• **DIRECTIVE 1**
In the passage on social media for organic businesses, how many followers does Whole Foods Market have on Pinterest?

# Start of PASSAGE PROVIDED

Social media and proper social networking is a must for organic businesses nowadays. Not all target demographics are on social media sites, but organic consumers and organic advocates are participating. For example, Organic Valley has 190,346 fans on Facebook, the Organic Trade Association has 14,300+ pals on Twitter and Whole Foods Market has 17,800 followers on Pinterest.
Interest in organic industry on social media sites is growing fast. It's smart to get involved now. That said, there are some important dos and don'ts when engaging in social networking. Keep reading to get the scoop on best practices for social media participation.
1. Don't Shun Social Media
It's easy to let social media participation fall to the wayside, especially when you're busy. However, social media is not a waste of time. Participating, no matter how small your business, is almost always beneficial.
Participating in social media can pay off with more customer trust, more website page views, peer connections and even more profits, plus social networking is a great way to recruit employees. Also, participating in social media allows you to expand knowledge base about organics or other niche topics like farming, in general, which can be a boost for the entire industry.
If you're leery of the time you'll need to spend, follow your time investment carefully. Take notice of how many website hits you get due to Twitter, Facebook and other social media sites so you can spend your time wisely, using the sites that benefit your business more than ones that don't.
2. Do Expect Realistic Results
For some retailers and other organic businesses, participating in social media and social networking, doesn't always translate into more revenue, at least not at first, and sometimes never.

# End of PASSAGE PROVIDED
# Start of PROVIDED ENTRIES

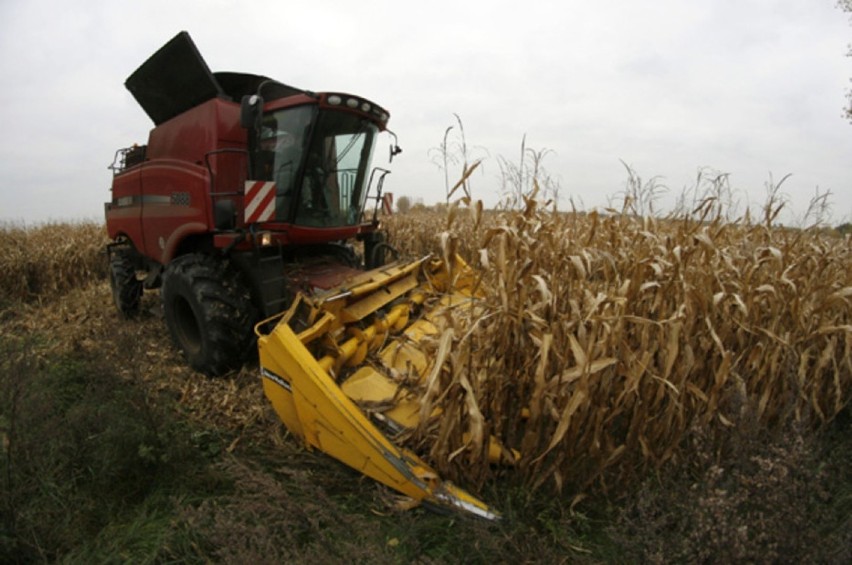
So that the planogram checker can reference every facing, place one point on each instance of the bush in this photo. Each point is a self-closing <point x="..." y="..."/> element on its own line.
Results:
<point x="80" y="447"/>
<point x="781" y="499"/>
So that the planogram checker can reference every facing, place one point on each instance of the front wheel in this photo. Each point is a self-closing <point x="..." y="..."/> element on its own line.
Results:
<point x="208" y="312"/>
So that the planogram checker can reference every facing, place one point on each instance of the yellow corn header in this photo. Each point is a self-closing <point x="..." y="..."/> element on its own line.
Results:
<point x="342" y="370"/>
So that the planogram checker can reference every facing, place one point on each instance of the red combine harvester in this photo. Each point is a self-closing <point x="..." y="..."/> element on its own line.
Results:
<point x="248" y="192"/>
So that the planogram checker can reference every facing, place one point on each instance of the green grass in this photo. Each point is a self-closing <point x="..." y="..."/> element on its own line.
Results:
<point x="98" y="468"/>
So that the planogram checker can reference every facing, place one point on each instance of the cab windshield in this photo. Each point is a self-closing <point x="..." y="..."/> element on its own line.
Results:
<point x="320" y="174"/>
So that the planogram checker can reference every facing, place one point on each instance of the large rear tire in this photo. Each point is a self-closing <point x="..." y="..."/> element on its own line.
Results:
<point x="126" y="288"/>
<point x="209" y="313"/>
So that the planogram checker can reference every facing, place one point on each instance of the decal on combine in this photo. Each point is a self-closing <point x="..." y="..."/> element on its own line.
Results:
<point x="260" y="201"/>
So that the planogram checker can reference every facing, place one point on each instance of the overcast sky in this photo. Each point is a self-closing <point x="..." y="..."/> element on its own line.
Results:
<point x="752" y="88"/>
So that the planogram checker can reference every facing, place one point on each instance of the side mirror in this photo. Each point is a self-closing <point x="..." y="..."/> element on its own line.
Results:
<point x="251" y="107"/>
<point x="395" y="148"/>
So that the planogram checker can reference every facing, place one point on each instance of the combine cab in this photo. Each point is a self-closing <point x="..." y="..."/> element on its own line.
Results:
<point x="247" y="209"/>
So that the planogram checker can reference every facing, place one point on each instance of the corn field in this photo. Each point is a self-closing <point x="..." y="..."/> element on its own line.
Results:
<point x="39" y="262"/>
<point x="603" y="340"/>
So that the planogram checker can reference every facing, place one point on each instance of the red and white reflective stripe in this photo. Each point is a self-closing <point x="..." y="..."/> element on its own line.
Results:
<point x="259" y="201"/>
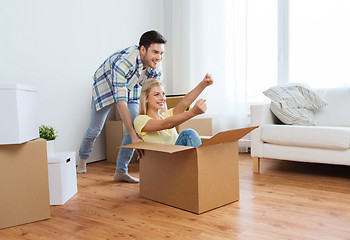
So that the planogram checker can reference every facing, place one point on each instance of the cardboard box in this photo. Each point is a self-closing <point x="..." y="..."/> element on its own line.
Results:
<point x="19" y="114"/>
<point x="194" y="179"/>
<point x="62" y="177"/>
<point x="24" y="183"/>
<point x="115" y="131"/>
<point x="203" y="126"/>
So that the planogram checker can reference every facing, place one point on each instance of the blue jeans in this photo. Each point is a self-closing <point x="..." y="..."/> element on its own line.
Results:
<point x="97" y="121"/>
<point x="189" y="137"/>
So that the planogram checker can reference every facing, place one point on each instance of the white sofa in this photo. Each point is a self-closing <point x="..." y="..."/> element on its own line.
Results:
<point x="327" y="142"/>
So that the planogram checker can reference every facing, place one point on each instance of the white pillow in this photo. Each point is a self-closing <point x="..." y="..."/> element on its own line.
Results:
<point x="292" y="103"/>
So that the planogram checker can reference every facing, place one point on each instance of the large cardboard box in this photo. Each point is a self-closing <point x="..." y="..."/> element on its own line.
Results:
<point x="19" y="114"/>
<point x="62" y="177"/>
<point x="115" y="131"/>
<point x="194" y="179"/>
<point x="24" y="185"/>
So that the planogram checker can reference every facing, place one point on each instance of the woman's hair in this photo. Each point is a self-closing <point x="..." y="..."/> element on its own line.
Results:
<point x="146" y="88"/>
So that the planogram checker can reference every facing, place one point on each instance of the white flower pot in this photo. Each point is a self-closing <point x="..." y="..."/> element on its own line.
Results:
<point x="50" y="145"/>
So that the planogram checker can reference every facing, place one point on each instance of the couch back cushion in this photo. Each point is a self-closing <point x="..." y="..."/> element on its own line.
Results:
<point x="337" y="112"/>
<point x="293" y="103"/>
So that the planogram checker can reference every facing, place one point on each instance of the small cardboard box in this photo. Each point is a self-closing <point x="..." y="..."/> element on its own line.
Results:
<point x="62" y="177"/>
<point x="24" y="183"/>
<point x="19" y="114"/>
<point x="194" y="179"/>
<point x="115" y="131"/>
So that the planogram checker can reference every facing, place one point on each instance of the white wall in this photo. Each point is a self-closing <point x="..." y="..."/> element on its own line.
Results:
<point x="57" y="45"/>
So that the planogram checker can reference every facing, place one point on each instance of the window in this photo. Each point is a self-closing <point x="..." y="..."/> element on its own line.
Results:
<point x="319" y="42"/>
<point x="261" y="47"/>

# End of PROVIDED ENTRIES

• **DIRECTIVE 2**
Shift every coordinate in the answers by adding 143 to it, then write out again the records from the line containing "of the couch" through the end of the records, requests included. Give only those lines.

• **WRITTEN REPLY 1**
17,800

• **WRITTEN REPLY 2**
So that the planogram checker can reference every facing, place one point on each instance of the couch back cushion in this photo. Each point is a self-closing <point x="..." y="..."/> element on its own line.
Results:
<point x="480" y="255"/>
<point x="436" y="246"/>
So that the planogram checker can reference every facing, place one point on each instance of the small cardboard box in this photo. Each point is a self-closing <point x="..." y="..."/> element on its own line.
Results:
<point x="205" y="320"/>
<point x="167" y="326"/>
<point x="162" y="257"/>
<point x="337" y="322"/>
<point x="258" y="274"/>
So that the planogram checker can reference every facing, place one point on each instance of the white wall in this photo. Each point is a self-closing <point x="..." y="..."/> element on its own line.
Results:
<point x="200" y="188"/>
So that the planogram checker can reference every facing, place one point on each instance of the window in this photo. Each point is a self-closing <point x="..." y="..."/> element on its own line.
Results:
<point x="462" y="185"/>
<point x="404" y="190"/>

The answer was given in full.